- Supplied text -
=== Section Start ===

Not the weather that's for sure! It's that feeling you have when you're in a place that makes you comfortable. I cannot explain it. There are several advantages: medical services, cleaner air, connectivity (3 major European capitals reachable in less than 4 hours by car) and of course the job.
How often do you travel to Romania?
At least 3 to 4 times per year. Now with the little guy coming into our lives a bit less - maybe 2-3 times but we tend to stay longer.
What do you mostly miss about Romania?
The overall atmosphere of belonging there. Family and the university, high-school and school friends are there. People that you can trust directly and with whom when you meet is like you never left. I miss them greatly, but I guess it's just the nostalgia that settles in. I keep on remembering the time when I could go for a beer with my friends at 11 PM, but now that I think about it, even the guys back in Bucharest stopped doing this kind of activities. We all grew up, but when we left Romania, it was during this period. I still call them when we visit and of course we do have some of these nightly escapes
What I don't miss starts with poverty, stray dogs, dust on the streets, the way some people talk between themselves even at a local supermarket. I am always amazed how angry and mean some people tend to be. When I said "thank you and have a good day" to the woman at the counter she looked at me, smiled and then with a numb figure, didn't know how to react. Something that I find really sad.

=== Section End ===

- Assignment 1 -
Which advantages does the speaker name in the interview about Romania? List them all.
- Assignment 2 -
Extend the interview about Romania from the point where it stops.

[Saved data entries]
=== Section Start ===

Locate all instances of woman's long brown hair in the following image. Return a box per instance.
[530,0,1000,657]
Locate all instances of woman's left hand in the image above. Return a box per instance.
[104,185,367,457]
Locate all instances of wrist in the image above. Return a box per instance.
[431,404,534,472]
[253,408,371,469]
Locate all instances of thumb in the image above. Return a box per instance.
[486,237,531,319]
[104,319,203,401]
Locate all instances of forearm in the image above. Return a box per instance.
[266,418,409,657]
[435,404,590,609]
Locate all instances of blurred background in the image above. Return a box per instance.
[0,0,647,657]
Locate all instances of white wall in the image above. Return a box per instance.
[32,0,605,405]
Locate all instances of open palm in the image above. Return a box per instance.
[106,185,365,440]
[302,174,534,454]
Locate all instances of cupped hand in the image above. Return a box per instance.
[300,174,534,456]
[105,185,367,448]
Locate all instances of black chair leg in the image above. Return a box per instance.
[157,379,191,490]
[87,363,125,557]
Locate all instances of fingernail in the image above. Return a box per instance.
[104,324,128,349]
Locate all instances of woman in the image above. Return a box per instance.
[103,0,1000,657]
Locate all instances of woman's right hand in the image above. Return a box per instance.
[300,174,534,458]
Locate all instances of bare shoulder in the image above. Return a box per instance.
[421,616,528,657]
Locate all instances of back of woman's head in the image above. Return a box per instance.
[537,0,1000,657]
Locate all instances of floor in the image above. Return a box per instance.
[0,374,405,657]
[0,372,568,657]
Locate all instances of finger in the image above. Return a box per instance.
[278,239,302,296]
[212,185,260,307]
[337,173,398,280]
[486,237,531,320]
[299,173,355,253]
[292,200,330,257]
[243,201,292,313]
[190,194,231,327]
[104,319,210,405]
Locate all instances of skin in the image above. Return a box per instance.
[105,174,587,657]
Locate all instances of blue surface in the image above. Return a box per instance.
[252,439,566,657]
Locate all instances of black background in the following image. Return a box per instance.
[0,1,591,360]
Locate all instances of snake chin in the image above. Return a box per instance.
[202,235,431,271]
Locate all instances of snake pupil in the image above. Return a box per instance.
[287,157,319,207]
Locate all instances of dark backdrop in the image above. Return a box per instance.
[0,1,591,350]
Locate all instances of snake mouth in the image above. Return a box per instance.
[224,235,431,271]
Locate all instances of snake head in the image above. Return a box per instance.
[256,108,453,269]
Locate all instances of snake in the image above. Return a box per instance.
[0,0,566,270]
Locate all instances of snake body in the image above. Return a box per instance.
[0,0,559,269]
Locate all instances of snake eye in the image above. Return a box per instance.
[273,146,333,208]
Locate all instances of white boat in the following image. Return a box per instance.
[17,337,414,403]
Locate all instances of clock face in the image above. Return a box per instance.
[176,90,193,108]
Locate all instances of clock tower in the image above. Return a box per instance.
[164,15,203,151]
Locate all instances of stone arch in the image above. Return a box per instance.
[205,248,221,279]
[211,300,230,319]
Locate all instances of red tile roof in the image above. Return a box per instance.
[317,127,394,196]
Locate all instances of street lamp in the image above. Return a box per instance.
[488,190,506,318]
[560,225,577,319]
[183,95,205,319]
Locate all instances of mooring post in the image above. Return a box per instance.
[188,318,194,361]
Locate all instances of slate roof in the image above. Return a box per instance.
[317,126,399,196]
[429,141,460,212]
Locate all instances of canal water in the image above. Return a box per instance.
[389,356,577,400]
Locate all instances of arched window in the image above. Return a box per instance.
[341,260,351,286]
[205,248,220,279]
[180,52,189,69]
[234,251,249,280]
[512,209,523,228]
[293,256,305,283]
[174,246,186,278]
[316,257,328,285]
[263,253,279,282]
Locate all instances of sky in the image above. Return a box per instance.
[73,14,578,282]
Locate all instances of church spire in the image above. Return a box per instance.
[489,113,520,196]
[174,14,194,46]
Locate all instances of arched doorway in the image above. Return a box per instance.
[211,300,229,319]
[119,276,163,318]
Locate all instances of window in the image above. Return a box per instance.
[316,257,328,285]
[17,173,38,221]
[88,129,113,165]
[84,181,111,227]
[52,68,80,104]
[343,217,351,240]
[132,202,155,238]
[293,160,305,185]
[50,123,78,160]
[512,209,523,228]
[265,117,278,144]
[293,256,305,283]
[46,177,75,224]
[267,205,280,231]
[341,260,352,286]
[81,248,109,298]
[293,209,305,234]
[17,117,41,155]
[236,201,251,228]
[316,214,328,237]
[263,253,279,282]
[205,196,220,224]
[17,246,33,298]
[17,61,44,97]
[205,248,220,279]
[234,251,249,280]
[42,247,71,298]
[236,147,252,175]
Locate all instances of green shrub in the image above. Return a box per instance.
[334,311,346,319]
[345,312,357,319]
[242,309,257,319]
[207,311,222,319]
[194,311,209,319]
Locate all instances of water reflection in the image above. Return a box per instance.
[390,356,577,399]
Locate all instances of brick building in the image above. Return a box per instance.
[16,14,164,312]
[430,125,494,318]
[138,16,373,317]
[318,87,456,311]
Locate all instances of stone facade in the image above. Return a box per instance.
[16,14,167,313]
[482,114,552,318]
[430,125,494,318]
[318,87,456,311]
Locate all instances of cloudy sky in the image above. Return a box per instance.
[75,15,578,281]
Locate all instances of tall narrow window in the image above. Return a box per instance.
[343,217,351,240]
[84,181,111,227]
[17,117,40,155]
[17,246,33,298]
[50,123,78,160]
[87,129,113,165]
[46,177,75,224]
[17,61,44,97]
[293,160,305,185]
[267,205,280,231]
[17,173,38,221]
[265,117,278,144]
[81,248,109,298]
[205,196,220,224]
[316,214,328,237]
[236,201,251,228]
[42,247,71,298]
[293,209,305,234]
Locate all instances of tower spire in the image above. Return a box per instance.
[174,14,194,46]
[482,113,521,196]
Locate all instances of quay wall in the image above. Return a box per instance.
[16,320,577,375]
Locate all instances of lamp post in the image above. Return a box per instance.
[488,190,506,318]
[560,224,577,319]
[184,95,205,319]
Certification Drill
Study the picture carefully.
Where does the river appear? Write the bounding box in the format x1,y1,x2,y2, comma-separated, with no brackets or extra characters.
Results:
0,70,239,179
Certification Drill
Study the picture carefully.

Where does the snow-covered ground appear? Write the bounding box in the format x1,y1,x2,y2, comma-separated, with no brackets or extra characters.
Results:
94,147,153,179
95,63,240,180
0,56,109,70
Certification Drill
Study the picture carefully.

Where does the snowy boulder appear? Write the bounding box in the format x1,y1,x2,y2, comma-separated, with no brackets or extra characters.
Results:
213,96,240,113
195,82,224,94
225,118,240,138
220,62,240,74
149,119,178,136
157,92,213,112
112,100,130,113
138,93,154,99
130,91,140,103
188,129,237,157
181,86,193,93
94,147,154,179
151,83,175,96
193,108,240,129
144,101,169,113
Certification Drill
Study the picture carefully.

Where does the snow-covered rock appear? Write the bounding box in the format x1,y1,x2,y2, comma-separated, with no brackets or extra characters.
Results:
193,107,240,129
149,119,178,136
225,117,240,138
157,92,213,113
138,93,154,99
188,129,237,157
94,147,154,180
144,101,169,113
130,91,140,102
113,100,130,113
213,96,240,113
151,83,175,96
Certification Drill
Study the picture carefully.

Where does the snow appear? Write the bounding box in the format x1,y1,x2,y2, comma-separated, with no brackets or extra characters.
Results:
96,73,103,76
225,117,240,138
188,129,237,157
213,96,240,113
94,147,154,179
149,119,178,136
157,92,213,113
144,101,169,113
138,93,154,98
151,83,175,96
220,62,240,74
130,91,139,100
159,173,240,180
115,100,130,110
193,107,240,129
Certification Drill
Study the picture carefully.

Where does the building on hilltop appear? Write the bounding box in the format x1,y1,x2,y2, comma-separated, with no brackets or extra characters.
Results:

=== Section End ===

- Your response 1 -
- medical services
- cleaner air
- connectivity (3 major European capitals reachable in less than 4 hours by car)
- the job

- Your response 2 -
It's something you cannot find in Brussels, isn't it?
No, not at all. It's in Brussels where I found that you can greet colleagues with a smile and you will get smiled back. Also, people tend to be more relaxed. Maybe too relaxed at some point
Despite this generation which is slowly moving towards the back of our society, do you see yourself moving back?
I do see myself / us retiring somewhere in Romania. I think it's every expat's dream to do it. There aren't many that accomplish it, but many I talked to have this in mind: buy something at the countryside or in the mountains and host friends in their own Bed and Breakfast. I think we always forget the state of our roads are and the lack of infrastructure, but eh, you need to have something to dream about, right? Worst case scenario we do like the Belgians do: move to Spain
Well, I can only hope you'll do it the Romanian way! Probably the latest development of our country could convince you!
It's true, I see a lot of bureaucratic changes and I have a lot of faith in Ciolos. I don't know much more but it seems he is doing a good job. He has a long way to go, but someone has to do it. Unfortunately many people aren't educated or just gave up! Latest elections showed the great divide of the Romanian society..
Please tell me something particular about Romania that you would usually say to a foreign friend.
Beautiful countryside; hospitable people; you need to know how to say "Noroc"; Bucharest is a lot of fun at night, and last but very important: we are proud of our women which posses the best traits in the world: brain and beauty.
What is your biggest dream?
Travel a lot and have fun with my wife and kid in whatever we do. Simple but not simple enough...
Any final remarks regarding our home country?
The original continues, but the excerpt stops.